● Records for the exercise
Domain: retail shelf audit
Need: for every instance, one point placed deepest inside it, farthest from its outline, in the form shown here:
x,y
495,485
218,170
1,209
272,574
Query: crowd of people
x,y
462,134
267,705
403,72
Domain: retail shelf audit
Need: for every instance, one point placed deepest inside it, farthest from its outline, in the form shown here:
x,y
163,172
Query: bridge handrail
...
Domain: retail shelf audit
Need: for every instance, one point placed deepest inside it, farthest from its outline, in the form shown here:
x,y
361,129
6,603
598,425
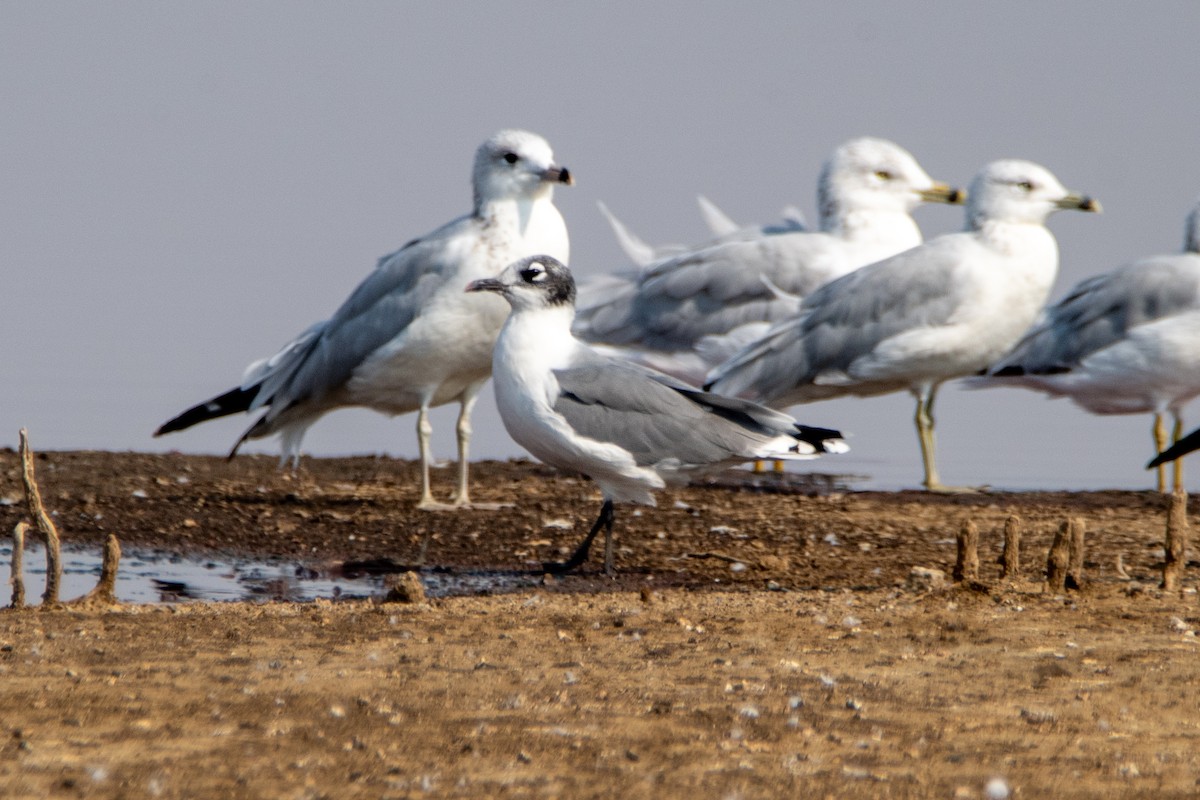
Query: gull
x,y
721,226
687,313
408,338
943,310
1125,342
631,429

● What you will do
With the line holding "Query: crowd of people" as the first and the line holding "Query: bridge handrail" as the last, set down that range of the entries above exactly, and nothing else.

● Exercise output
Query: crowd of people
x,y
462,134
267,705
403,72
Domain: retail shelf audit
Need: for every instance, one point placed deepest inside it, farthest from its outline, in the form shown here:
x,y
163,172
Query: bridge handrail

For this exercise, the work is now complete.